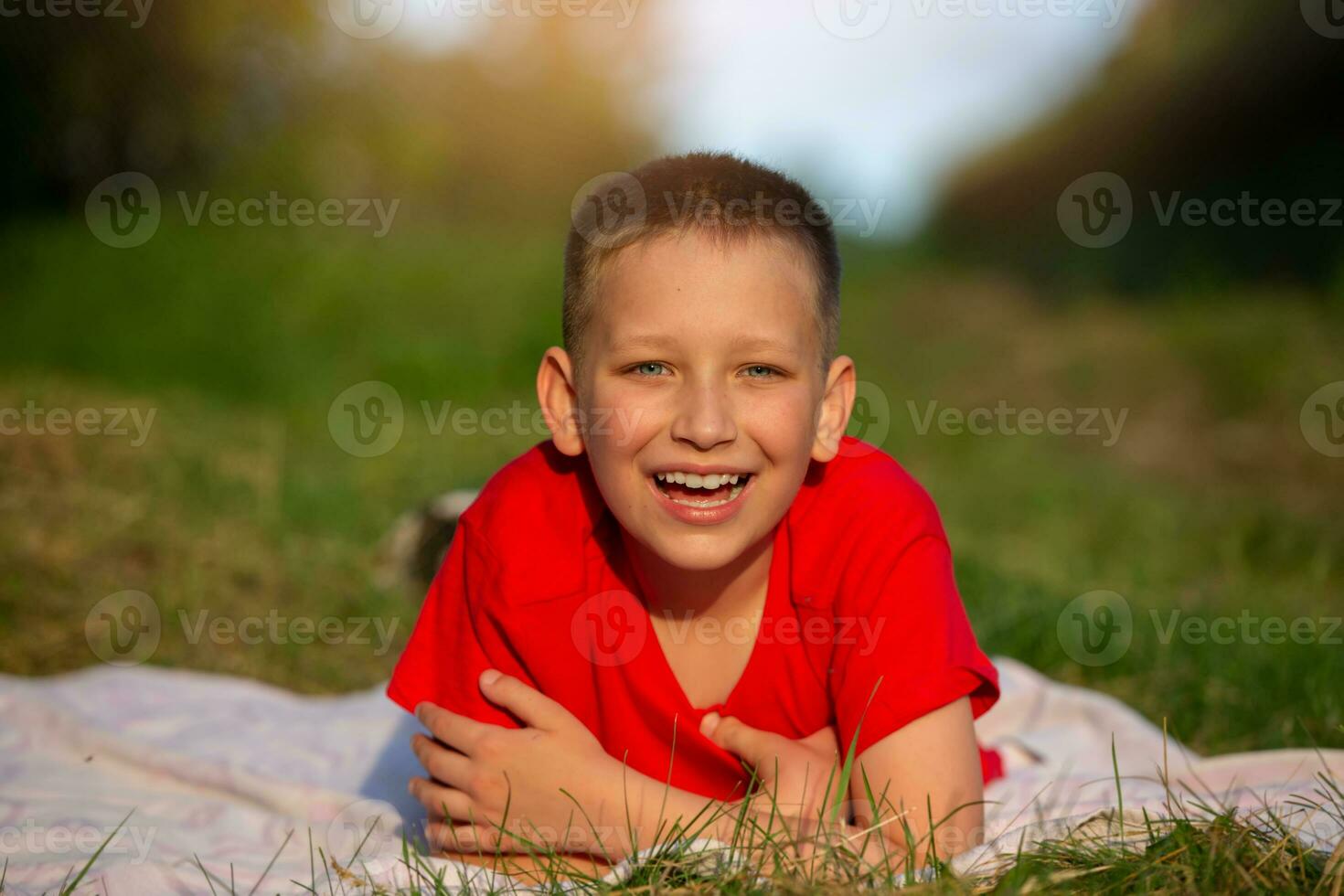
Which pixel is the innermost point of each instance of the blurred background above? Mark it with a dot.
(228, 222)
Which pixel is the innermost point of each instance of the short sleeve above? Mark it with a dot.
(906, 644)
(457, 637)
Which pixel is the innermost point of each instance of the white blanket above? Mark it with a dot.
(220, 770)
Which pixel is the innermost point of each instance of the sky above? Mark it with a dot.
(872, 103)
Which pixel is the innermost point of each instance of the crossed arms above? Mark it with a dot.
(549, 786)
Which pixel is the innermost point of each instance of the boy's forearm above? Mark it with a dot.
(656, 809)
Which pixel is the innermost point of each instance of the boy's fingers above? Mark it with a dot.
(757, 747)
(824, 739)
(460, 838)
(527, 703)
(453, 730)
(445, 764)
(440, 801)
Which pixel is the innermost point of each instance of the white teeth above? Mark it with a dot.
(732, 496)
(698, 481)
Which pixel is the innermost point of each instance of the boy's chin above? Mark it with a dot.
(699, 552)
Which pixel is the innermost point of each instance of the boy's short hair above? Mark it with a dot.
(725, 197)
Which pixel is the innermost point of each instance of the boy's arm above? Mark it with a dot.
(925, 776)
(514, 776)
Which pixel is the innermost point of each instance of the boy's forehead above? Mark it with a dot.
(656, 289)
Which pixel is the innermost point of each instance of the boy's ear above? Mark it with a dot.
(558, 398)
(837, 406)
• • • •
--- Try it ---
Everything from the line containing "forehead above? Mark it with a dot." through the final line of the listing, inclusive, must be reproduced exactly; leave out the rest.

--- Written solution ---
Which pixel is the innermost point of each instance of the boy's forehead above? Mark it with a dot.
(656, 289)
Which pixel is the innermost point of each instance of the boy's ear above? Mark it with a dot.
(558, 398)
(837, 406)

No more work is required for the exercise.